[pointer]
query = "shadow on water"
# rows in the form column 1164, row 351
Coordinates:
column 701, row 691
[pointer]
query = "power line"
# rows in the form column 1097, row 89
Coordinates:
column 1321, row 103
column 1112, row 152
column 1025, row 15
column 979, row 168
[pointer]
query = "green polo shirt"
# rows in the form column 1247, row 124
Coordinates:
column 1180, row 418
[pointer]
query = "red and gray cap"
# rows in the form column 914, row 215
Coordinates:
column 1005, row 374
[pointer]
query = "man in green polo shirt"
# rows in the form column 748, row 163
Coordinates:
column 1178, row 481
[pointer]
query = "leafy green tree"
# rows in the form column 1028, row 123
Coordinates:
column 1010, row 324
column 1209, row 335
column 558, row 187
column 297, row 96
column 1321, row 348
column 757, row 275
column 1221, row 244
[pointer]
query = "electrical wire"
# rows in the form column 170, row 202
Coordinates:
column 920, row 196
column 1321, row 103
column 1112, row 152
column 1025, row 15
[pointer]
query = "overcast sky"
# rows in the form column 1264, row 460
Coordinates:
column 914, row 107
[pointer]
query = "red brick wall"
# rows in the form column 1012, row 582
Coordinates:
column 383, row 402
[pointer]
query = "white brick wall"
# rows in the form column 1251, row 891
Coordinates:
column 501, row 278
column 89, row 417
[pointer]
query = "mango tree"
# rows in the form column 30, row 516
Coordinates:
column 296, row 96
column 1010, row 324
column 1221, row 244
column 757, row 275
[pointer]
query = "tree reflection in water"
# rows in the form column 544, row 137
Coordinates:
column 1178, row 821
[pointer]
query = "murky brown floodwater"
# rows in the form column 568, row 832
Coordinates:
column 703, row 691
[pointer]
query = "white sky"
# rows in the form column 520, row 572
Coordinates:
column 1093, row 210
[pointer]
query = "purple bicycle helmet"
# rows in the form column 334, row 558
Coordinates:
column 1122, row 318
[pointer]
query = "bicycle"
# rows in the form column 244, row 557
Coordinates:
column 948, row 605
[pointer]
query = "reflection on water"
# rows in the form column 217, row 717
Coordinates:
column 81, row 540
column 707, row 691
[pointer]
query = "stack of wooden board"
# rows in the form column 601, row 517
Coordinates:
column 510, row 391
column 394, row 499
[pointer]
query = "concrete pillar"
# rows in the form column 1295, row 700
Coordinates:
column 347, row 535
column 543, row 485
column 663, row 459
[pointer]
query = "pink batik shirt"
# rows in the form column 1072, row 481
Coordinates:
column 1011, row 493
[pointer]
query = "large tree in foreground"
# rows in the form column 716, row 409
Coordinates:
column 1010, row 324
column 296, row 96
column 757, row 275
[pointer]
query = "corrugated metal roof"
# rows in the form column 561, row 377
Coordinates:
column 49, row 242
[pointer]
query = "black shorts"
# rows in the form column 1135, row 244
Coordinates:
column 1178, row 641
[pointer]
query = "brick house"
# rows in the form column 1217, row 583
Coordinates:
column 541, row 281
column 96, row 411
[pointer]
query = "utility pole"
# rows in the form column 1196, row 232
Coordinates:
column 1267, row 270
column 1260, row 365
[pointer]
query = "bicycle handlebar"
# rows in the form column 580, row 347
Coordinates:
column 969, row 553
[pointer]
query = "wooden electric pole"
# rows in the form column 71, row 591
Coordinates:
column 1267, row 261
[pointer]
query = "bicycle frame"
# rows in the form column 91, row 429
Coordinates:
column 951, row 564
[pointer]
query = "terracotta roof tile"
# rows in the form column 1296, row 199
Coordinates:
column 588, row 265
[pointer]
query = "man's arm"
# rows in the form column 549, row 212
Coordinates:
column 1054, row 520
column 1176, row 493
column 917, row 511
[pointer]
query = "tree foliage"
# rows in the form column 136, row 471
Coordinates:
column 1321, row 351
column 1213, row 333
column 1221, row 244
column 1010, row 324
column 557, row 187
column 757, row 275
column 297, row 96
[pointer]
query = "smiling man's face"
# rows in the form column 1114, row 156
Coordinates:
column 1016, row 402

EXERCISE OBJECTIVE:
Please print out every record exactly as it is written.

RESULT FOR THIS TASK:
[pointer]
query = "shadow on water"
# rows in the form column 1164, row 351
Coordinates:
column 701, row 691
[pointer]
query = "power line"
# rows in the form column 1097, row 89
Coordinates:
column 1321, row 103
column 1112, row 152
column 1025, row 15
column 979, row 168
[pointer]
query = "green polo shirt"
# rows in the form column 1247, row 124
Coordinates:
column 1180, row 418
[pointer]
query = "red and gray cap"
# rows in the form column 914, row 215
Coordinates:
column 1005, row 374
[pointer]
query = "man in green polo shirt"
# rows in the form column 748, row 163
Coordinates:
column 1178, row 481
[pointer]
query = "leafy green tree"
# rows in the form column 1028, row 123
Coordinates:
column 1010, row 324
column 1209, row 335
column 558, row 187
column 297, row 96
column 1321, row 348
column 757, row 275
column 1221, row 244
[pointer]
query = "electrical wire"
# rows in the form column 170, row 202
Coordinates:
column 920, row 196
column 1321, row 103
column 1112, row 152
column 1025, row 15
[pointer]
query = "overcast sky"
# rows in the form column 1264, row 460
Coordinates:
column 914, row 107
[pointer]
query = "red brick wall"
# rows in the form column 1012, row 582
Coordinates:
column 383, row 402
[pointer]
query = "white brick wall"
# rows in the form column 1251, row 891
Coordinates:
column 501, row 278
column 89, row 417
[pointer]
query = "mango tree"
# rows in the form column 30, row 516
Coordinates:
column 296, row 96
column 1010, row 324
column 1221, row 244
column 757, row 275
[pointer]
query = "tree reflection in water"
# rows in the form column 544, row 137
Coordinates:
column 1178, row 821
[pointer]
query = "murky brown floodwater"
# rows in the form column 568, row 832
Coordinates:
column 703, row 691
[pointer]
query = "white sky"
# rows in the form column 520, row 572
Coordinates:
column 1093, row 210
[pointer]
query = "purple bicycle helmet"
# rows in the form column 334, row 558
Coordinates:
column 1122, row 318
[pointer]
query = "bicycle"
# rows in the form column 244, row 557
Coordinates:
column 948, row 605
[pointer]
query = "reflection on water"
# rows in the form column 217, row 717
Coordinates:
column 81, row 540
column 707, row 691
[pointer]
query = "stack of wooden board"
# rows in the form column 601, row 517
Coordinates:
column 510, row 391
column 394, row 499
[pointer]
query = "concrete pillar"
# rows in the form column 1295, row 700
Coordinates:
column 347, row 535
column 543, row 485
column 663, row 459
[pointer]
query = "pink batik shirt"
# rows in the form column 1072, row 481
Coordinates:
column 1011, row 493
[pointer]
query = "large tree in foreground"
# rows in the form column 716, row 409
Coordinates:
column 1010, row 324
column 296, row 96
column 757, row 275
[pointer]
query = "corrugated metal roof"
# rows in the form column 561, row 377
Coordinates:
column 49, row 242
[pointer]
query = "black shorts"
# rows in the form column 1135, row 244
Coordinates:
column 1178, row 641
[pointer]
query = "brick house"
# rows in the form column 1217, row 583
Coordinates:
column 541, row 281
column 96, row 411
[pointer]
query = "utility pole"
# rows in the form column 1196, row 232
Coordinates:
column 1267, row 270
column 1260, row 365
[pointer]
query = "bicycle handlebar"
# rows in the form column 580, row 347
Coordinates:
column 969, row 553
[pointer]
query = "wooden electric pole"
# rows in the form column 71, row 591
Coordinates:
column 1267, row 261
[pointer]
query = "bicycle frame"
# rows in the form column 91, row 429
Coordinates:
column 951, row 564
[pointer]
query = "terracotta roof tile"
# rows in the form column 1296, row 199
Coordinates:
column 588, row 265
[pointer]
query = "man's arm"
# rows in the form column 549, row 212
Coordinates:
column 1054, row 520
column 1176, row 493
column 917, row 511
[pointer]
query = "tree foliage"
# rows in the form column 136, row 471
Coordinates:
column 1321, row 351
column 1213, row 333
column 1221, row 244
column 1010, row 324
column 557, row 187
column 757, row 275
column 297, row 96
[pointer]
query = "smiling man's face"
# rows in the form column 1114, row 156
Coordinates:
column 1016, row 402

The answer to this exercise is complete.